WHAT THE TASK REQUIRES: Locate every line in the records below that contains the string "water" and copy each of those lines.

begin

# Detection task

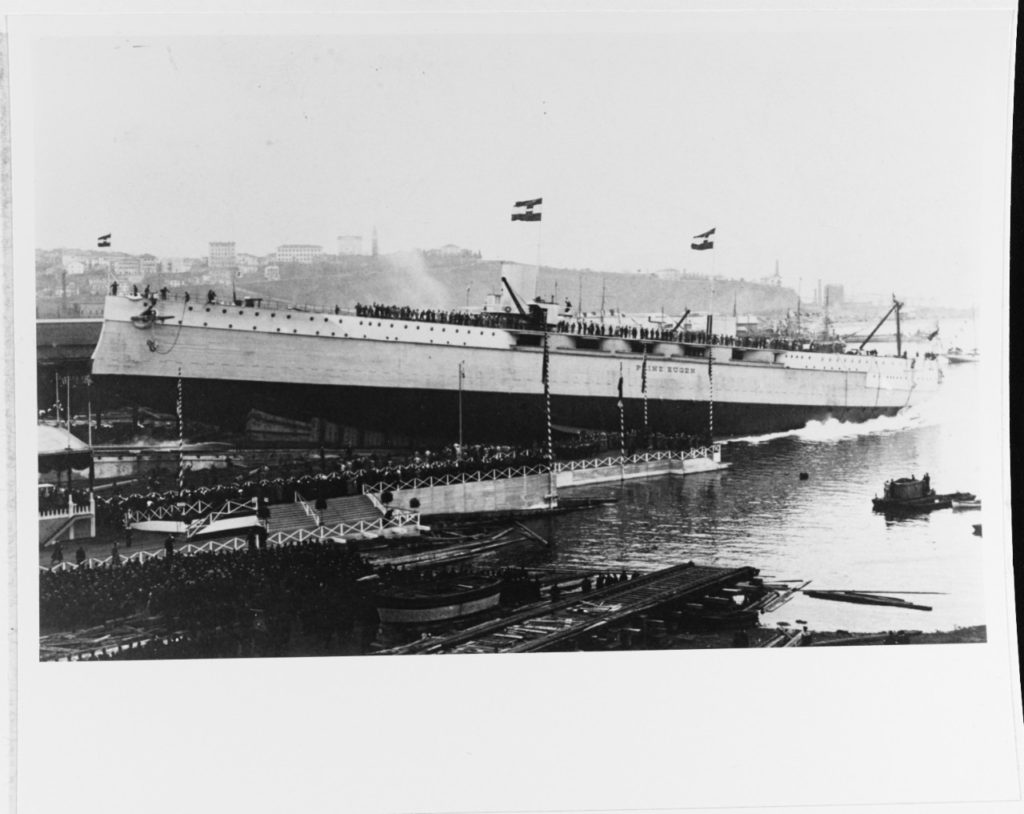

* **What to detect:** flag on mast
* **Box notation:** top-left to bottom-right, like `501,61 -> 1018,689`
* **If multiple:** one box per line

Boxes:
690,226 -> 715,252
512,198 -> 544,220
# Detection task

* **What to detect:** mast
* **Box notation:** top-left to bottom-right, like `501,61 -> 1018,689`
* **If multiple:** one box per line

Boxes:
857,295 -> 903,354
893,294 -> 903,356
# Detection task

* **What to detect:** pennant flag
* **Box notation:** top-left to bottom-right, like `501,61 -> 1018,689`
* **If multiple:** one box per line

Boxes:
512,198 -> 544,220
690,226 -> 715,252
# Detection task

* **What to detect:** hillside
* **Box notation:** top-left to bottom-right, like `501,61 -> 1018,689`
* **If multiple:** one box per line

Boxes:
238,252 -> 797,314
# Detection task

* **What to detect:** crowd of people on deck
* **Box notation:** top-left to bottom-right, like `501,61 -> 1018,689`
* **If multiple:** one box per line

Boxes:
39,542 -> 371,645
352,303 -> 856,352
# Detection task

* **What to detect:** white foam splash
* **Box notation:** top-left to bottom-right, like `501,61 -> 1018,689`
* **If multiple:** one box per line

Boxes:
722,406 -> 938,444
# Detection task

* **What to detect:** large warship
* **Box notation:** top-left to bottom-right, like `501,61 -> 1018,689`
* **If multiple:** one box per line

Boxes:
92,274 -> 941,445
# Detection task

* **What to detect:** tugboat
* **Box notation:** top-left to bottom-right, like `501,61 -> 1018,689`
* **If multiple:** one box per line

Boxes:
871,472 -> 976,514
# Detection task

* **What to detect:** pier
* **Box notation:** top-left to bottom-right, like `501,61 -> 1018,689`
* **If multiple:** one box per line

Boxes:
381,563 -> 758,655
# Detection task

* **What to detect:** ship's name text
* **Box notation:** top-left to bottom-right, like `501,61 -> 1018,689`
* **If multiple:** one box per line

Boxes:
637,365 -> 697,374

end
begin

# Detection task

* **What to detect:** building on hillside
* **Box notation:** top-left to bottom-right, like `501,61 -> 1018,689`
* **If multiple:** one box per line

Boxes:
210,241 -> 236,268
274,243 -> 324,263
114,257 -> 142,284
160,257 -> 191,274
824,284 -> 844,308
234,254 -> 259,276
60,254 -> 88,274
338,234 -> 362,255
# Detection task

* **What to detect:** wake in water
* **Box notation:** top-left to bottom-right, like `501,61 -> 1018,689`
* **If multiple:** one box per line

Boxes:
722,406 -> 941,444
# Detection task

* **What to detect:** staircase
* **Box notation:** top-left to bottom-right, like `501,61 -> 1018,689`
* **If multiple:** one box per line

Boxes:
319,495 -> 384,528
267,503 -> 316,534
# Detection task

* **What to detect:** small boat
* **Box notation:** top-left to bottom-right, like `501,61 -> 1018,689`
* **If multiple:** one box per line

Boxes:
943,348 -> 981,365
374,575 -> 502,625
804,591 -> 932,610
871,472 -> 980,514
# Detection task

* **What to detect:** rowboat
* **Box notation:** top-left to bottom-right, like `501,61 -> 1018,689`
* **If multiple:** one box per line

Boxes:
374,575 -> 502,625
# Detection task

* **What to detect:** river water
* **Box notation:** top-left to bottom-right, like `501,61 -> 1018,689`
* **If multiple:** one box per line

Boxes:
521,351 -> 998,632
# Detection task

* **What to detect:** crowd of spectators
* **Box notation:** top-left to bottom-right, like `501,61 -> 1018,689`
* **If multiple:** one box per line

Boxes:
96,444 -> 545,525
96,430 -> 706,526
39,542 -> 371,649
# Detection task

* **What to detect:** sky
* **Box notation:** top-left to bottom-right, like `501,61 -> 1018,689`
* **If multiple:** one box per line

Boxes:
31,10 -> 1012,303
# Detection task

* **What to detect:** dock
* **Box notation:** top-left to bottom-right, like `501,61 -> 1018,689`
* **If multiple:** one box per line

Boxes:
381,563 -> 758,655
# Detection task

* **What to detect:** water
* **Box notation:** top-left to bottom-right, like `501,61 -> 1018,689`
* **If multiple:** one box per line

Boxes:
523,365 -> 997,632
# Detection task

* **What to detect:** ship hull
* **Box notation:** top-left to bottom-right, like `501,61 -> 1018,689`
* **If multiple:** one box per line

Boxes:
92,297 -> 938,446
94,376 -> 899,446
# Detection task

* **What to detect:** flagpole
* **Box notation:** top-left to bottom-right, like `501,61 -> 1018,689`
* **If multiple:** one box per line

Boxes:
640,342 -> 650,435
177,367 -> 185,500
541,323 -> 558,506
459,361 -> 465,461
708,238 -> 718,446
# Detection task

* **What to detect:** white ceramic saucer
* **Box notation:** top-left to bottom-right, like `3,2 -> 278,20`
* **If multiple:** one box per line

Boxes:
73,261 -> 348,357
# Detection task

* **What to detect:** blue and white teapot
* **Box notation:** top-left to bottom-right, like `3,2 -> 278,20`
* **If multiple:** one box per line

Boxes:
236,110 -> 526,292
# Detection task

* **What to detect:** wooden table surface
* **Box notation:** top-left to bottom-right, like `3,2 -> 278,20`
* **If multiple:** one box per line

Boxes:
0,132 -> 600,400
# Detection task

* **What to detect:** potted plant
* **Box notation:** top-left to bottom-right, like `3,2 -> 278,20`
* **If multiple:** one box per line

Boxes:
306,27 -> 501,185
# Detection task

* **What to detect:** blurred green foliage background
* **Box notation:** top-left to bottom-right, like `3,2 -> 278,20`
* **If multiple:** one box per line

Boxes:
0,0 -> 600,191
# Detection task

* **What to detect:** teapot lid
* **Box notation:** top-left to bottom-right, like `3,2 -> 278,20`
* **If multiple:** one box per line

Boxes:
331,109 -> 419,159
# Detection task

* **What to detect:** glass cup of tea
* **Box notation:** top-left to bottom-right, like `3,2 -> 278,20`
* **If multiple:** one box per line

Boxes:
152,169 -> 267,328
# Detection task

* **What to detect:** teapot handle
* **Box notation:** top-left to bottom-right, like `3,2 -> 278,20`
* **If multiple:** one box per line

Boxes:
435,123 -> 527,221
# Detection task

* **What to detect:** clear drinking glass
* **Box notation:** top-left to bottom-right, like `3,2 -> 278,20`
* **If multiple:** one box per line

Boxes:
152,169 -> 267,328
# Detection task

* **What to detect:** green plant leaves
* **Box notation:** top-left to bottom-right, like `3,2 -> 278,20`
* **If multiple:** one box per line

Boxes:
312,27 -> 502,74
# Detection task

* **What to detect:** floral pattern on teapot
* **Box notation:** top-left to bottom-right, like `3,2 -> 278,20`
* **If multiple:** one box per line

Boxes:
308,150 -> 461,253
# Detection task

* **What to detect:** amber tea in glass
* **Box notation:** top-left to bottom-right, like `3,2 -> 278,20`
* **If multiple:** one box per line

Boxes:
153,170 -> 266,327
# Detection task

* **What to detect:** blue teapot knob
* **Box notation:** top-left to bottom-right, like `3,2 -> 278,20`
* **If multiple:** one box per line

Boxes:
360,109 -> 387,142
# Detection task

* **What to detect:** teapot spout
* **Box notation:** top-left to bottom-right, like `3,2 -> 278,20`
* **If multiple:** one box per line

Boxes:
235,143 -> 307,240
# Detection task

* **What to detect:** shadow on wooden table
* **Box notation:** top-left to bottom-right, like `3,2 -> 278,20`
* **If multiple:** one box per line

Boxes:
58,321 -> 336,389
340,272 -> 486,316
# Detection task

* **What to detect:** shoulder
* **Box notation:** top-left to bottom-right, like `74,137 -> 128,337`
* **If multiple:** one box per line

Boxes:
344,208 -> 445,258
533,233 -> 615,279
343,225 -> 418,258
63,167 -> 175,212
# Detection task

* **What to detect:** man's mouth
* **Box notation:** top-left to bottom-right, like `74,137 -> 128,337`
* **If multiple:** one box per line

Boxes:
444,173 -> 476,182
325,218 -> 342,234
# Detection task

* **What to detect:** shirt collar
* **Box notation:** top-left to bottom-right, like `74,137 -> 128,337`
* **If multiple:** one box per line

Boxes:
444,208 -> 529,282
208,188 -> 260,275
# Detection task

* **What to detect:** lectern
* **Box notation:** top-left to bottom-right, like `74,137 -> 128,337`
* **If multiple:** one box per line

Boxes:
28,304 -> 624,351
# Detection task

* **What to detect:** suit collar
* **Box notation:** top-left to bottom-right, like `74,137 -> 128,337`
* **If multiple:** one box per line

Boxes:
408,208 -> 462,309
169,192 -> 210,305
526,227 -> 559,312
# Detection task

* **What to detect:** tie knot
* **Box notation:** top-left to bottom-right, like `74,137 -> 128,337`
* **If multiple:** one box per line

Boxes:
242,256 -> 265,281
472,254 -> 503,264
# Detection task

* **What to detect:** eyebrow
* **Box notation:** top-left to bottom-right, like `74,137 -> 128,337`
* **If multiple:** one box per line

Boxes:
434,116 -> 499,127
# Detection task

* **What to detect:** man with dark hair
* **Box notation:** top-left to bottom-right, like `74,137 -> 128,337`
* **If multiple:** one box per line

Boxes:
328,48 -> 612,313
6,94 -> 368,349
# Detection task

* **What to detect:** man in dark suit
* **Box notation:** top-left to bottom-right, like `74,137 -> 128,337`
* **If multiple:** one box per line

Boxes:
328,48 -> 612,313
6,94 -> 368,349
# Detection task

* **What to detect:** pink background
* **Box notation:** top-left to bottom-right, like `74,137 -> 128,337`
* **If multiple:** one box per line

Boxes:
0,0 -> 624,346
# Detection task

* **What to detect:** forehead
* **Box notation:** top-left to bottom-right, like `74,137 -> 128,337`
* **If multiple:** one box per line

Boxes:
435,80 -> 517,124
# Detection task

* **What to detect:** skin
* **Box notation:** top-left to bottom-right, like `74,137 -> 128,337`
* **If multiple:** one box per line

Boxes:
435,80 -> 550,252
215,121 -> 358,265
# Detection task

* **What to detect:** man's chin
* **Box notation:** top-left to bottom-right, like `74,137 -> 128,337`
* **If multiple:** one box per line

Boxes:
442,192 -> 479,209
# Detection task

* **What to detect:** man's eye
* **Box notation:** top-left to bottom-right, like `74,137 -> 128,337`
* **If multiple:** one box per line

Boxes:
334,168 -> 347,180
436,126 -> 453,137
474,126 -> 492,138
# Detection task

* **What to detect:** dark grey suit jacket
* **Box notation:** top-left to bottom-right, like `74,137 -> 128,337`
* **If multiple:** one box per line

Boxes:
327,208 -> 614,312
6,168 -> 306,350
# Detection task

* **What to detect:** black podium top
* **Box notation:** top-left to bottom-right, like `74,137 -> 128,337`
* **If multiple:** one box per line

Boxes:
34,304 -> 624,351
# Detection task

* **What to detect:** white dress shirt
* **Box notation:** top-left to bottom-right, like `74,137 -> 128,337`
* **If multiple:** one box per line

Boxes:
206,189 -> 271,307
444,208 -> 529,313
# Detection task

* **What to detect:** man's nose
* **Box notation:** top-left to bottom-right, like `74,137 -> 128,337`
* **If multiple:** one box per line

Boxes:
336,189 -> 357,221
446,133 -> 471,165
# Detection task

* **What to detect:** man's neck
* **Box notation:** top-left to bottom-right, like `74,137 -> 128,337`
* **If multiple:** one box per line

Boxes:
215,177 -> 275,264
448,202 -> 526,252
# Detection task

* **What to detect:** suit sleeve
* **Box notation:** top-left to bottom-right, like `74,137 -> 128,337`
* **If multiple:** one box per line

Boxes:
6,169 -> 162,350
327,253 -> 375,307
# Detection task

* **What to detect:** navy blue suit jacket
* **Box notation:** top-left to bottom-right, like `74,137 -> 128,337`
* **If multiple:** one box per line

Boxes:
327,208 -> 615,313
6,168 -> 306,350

end
begin

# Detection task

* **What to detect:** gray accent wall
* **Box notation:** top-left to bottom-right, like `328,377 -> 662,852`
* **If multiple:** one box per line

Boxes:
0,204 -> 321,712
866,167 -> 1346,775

end

EXERCISE RESULT:
* **What to detect:** wake in water
* **What to detect:** river water
* **What to detect:** water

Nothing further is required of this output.